── Input

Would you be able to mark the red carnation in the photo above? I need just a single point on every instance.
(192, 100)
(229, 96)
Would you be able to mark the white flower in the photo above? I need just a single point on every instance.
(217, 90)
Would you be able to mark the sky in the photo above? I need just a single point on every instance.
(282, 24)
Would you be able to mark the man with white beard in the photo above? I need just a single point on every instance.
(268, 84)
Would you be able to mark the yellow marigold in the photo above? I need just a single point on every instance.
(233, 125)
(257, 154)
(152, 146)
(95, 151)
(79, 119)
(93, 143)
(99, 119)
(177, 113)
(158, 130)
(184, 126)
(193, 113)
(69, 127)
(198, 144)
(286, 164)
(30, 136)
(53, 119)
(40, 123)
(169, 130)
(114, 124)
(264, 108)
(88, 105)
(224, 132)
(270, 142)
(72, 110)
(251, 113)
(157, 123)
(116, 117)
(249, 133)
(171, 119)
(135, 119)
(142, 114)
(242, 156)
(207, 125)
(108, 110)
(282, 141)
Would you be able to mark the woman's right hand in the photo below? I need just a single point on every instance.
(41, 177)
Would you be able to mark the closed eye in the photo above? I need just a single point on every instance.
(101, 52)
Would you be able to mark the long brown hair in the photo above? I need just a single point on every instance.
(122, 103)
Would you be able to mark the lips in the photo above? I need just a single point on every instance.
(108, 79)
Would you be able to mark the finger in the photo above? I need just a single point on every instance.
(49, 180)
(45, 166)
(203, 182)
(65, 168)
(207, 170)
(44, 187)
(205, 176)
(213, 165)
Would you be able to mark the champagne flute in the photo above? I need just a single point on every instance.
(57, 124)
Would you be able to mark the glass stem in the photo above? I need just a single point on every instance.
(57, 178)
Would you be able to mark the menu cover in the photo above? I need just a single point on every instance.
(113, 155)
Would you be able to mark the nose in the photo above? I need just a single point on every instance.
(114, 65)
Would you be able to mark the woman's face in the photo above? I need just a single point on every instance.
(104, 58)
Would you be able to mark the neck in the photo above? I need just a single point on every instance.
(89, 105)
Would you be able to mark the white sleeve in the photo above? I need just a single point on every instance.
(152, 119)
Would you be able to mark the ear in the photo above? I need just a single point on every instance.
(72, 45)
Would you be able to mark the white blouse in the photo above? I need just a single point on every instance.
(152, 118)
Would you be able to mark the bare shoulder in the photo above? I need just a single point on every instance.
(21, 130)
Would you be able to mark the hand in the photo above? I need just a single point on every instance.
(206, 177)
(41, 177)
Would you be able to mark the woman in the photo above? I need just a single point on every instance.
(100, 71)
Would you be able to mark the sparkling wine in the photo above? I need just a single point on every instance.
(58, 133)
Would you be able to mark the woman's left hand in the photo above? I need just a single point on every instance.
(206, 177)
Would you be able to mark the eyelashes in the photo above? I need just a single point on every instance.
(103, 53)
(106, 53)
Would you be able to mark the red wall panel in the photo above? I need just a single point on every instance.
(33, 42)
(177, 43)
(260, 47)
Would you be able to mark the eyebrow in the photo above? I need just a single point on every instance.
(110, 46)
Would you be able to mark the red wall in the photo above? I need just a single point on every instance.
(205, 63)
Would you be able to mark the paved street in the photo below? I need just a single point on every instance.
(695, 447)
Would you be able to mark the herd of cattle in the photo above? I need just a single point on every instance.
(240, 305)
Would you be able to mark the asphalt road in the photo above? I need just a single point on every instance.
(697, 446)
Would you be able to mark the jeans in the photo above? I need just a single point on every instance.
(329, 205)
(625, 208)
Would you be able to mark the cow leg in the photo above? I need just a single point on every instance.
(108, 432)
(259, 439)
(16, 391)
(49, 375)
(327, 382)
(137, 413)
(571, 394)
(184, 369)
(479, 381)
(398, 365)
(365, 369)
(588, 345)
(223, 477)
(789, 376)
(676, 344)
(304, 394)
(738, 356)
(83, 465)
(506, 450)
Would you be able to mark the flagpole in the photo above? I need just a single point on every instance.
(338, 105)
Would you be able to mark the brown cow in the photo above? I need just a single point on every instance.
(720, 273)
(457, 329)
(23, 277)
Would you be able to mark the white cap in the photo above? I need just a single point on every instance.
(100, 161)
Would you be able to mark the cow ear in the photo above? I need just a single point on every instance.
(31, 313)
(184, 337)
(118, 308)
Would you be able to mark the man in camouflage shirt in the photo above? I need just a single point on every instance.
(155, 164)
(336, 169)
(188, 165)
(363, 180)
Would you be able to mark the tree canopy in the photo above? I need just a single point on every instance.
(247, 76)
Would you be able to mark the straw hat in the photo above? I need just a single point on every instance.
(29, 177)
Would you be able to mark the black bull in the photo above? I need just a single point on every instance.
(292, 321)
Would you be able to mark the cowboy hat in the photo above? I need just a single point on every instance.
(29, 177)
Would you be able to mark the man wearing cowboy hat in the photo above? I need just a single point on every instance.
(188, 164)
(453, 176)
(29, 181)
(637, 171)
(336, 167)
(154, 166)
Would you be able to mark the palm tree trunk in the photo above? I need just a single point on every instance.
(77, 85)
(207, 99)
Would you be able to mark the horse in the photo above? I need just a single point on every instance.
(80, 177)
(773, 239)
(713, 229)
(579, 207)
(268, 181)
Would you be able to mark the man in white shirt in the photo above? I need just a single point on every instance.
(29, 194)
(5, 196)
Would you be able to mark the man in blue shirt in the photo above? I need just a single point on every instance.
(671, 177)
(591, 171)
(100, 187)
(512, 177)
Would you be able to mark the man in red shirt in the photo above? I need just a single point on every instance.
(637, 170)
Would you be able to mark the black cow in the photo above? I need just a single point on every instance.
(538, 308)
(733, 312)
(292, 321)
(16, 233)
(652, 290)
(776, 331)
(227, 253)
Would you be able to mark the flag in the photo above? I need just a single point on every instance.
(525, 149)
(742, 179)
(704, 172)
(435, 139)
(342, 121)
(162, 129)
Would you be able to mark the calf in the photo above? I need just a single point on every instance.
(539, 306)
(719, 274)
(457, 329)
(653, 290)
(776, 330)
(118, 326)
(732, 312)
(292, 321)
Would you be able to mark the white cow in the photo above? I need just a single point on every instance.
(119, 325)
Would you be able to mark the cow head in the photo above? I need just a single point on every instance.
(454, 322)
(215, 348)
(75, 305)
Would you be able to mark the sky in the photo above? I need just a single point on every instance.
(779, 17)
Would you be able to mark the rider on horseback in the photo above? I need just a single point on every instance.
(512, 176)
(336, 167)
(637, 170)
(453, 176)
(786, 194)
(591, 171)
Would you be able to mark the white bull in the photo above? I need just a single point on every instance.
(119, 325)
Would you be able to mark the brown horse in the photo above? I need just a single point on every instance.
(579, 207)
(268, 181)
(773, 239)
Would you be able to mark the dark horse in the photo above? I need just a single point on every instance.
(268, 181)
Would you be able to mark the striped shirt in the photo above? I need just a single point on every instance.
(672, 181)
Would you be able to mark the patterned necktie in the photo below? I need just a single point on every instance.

────

— Objective —
Take the entries and copy them out exactly.

— Reply to the exercise —
Would you be able to mark the red carnation in the photo above? I need just a single point on every instance.
(192, 100)
(229, 96)
Would you be able to mark the white flower in the photo above? I need just a single point on every instance.
(217, 90)
Would you be able to mark the sky in the photo above? I need just a single point on every instance.
(282, 24)
Would you be able to mark the man with white beard in the photo above? I need just a single point on every instance.
(268, 84)
Would you be able to mark the yellow marigold in the photo above? I need just a single point on every instance.
(233, 125)
(257, 154)
(152, 146)
(95, 151)
(79, 119)
(93, 143)
(99, 119)
(177, 113)
(158, 130)
(184, 126)
(193, 113)
(69, 127)
(198, 144)
(286, 164)
(30, 136)
(53, 119)
(40, 123)
(169, 130)
(114, 124)
(264, 108)
(88, 105)
(224, 132)
(270, 142)
(72, 110)
(251, 113)
(157, 123)
(116, 117)
(249, 133)
(171, 119)
(135, 119)
(142, 114)
(242, 156)
(207, 125)
(108, 110)
(282, 141)
Would you be able to mark the woman's right hand in the photo below? I need just a single point on every instance.
(41, 177)
Would you be able to mark the closed eye in the photo above? I need just a single point on every instance.
(101, 52)
Would you be able to mark the long brown hair in the photo above? I need just a single point on every instance.
(122, 103)
Would you be able to mark the lips in the photo above? I need just a single point on every instance.
(108, 79)
Would you be able to mark the finger in the photo above? I need just a single point on every instance.
(49, 180)
(45, 166)
(203, 182)
(65, 168)
(207, 170)
(44, 187)
(205, 176)
(213, 165)
Would you be able to mark the champagne flute in the photo above? I need just a single point on every instance.
(57, 124)
Would you be able to mark the glass stem in the photo above? I need just a single point on every instance.
(57, 178)
Would you be able to mark the menu cover in the photo above? I need just a single point on every instance.
(113, 155)
Would you be able to mark the nose in the photo above? I need just a single point on every instance.
(114, 65)
Would you be able to mark the woman's face in the photo above? I need just a single point on every instance.
(104, 58)
Would you be able to mark the neck in the photo above? I need just a single point on every instance.
(89, 105)
Would you be able to mark the white sleeve in the photo above? I need just a single point on every instance.
(152, 119)
Would you be able to mark the ear in the photo above? I need just a single point on every instance.
(72, 45)
Would you be able to mark the white blouse in the photo above? I need just a single point on every instance.
(152, 118)
Would you be able to mark the bare shoulder in the photo above? I need just a single point on every instance.
(21, 130)
Would you be able to mark the hand in the photo above? I need just a single point on every instance.
(206, 177)
(41, 177)
Would you be able to mark the woman in the photo above? I need just a single point on every instance.
(100, 71)
Would you be able to mark the sparkling wine in the photo above? I need just a single point on every instance.
(58, 133)
Would you be able to mark the woman's left hand in the photo above? I need just a single point on every instance.
(206, 177)
Would you be able to mark the eyelashes in the photo above? I need just a single point on every instance.
(103, 53)
(106, 53)
Would you be able to mark the red wall panel in the photo above? I need just a single point on every instance.
(33, 42)
(177, 43)
(260, 47)
Would you be able to mark the eyebrow in the photo above? I need just a single point on every instance.
(110, 46)
Would you be able to mark the red wall in the photo above? I need just a single point on every instance.
(205, 63)
Would you be able to mark the paved street in the photo below? I need just a single point on every instance.
(695, 447)
Would you be able to mark the herd of cattle in the photo above? I need just a single point on every instance.
(240, 305)
Would you be able to mark the asphalt road in the photo above? I need just a single point on every instance.
(697, 446)
Would you be able to mark the jeans in the photo above? I need just a single point on every instance.
(329, 205)
(625, 208)
Would you be able to mark the cow leg in the photo above? I need just a single point on every instance.
(108, 432)
(259, 439)
(16, 391)
(49, 375)
(327, 382)
(137, 413)
(571, 394)
(184, 369)
(479, 381)
(398, 365)
(365, 369)
(588, 345)
(223, 477)
(789, 376)
(676, 344)
(304, 394)
(738, 356)
(83, 465)
(506, 450)
Would you be able to mark the flagpole in the photo above? I need just a single point on every instance.
(338, 105)
Would you be able to mark the brown cow in the photo above? I need just a single point on every instance.
(720, 273)
(457, 329)
(23, 277)
Would you be able to mark the white cap in the photo above? I need just a single point on every instance.
(100, 161)
Would you be able to mark the cow ear in the photo above? I need just a single point on every instance.
(31, 313)
(184, 337)
(118, 308)
Would you be able to mark the man in camouflage shirt in the photo above? I need just a single point on every instance.
(155, 164)
(336, 169)
(188, 165)
(363, 180)
Would you be able to mark the tree canopy in the photo above? I need just a single point on every instance.
(247, 76)
Would you be able to mark the straw hat in the photo above? I need just a single point on every instance.
(29, 177)
Would you be able to mark the black bull in the photo above? I need just a single point on every instance.
(292, 321)
Would you be able to mark the cowboy hat in the photo above? I need just a single point on every instance.
(29, 177)
Would you be able to mark the man wearing cowboy hat in the photo above? I need just a single point on every instance.
(188, 164)
(453, 176)
(29, 181)
(637, 171)
(336, 167)
(154, 166)
Would you be able to mark the palm tree trunk in the photo above? I need just a single point on every instance.
(77, 85)
(207, 99)
Would you be able to mark the horse in the photo above? I need just a single point on every instance.
(80, 177)
(773, 239)
(713, 229)
(579, 207)
(268, 181)
Would you be able to mark the man in white shirt in the photo above? I need just a single point on every instance.
(29, 194)
(5, 196)
Would you be able to mark the man in blue shirt in the photo above? I need just a single point on every instance.
(671, 177)
(591, 171)
(100, 187)
(512, 177)
Would you be able to mark the man in red shirt in the photo above? I need just a single point on every instance.
(637, 170)
Would you be able to mark the black cow in the photo above? I need just a single point on every instance.
(538, 308)
(733, 312)
(292, 321)
(16, 233)
(652, 290)
(776, 331)
(227, 253)
Would you be able to mark the flag in the photo above? I need just a single point on every instance.
(525, 149)
(742, 179)
(704, 172)
(435, 139)
(342, 121)
(162, 129)
Would you be able to mark the calf in the photo above? I need just a single point on every instance.
(539, 306)
(719, 274)
(457, 329)
(653, 290)
(776, 330)
(118, 326)
(732, 312)
(292, 321)
Would you be able to mark the white cow in the photo above? I need just a single point on every instance.
(119, 325)
Would you be able to mark the cow head in the photo above? I need just a single point on every instance.
(454, 322)
(215, 348)
(75, 305)
Would you be able to mark the sky in the photo above? I need just a single point on every instance.
(779, 17)
Would you be able to mark the rider on horseback in the photo above? I need just a single point on every instance.
(512, 176)
(336, 167)
(637, 170)
(453, 176)
(786, 194)
(591, 171)
Would you be able to mark the white bull in the photo above? I need just a single point on every instance.
(119, 325)
Would you be able to mark the brown horse in the photo above? I need just a single point on every instance.
(579, 207)
(268, 181)
(773, 239)
Would you be able to mark the dark horse in the photo above? I need just a single point on every instance.
(268, 181)
Would you be able to mark the striped shirt in the photo above? I need just a single point on every instance.
(672, 181)
Would you be able to mark the patterned necktie in the photo below? I need just a single point on every instance.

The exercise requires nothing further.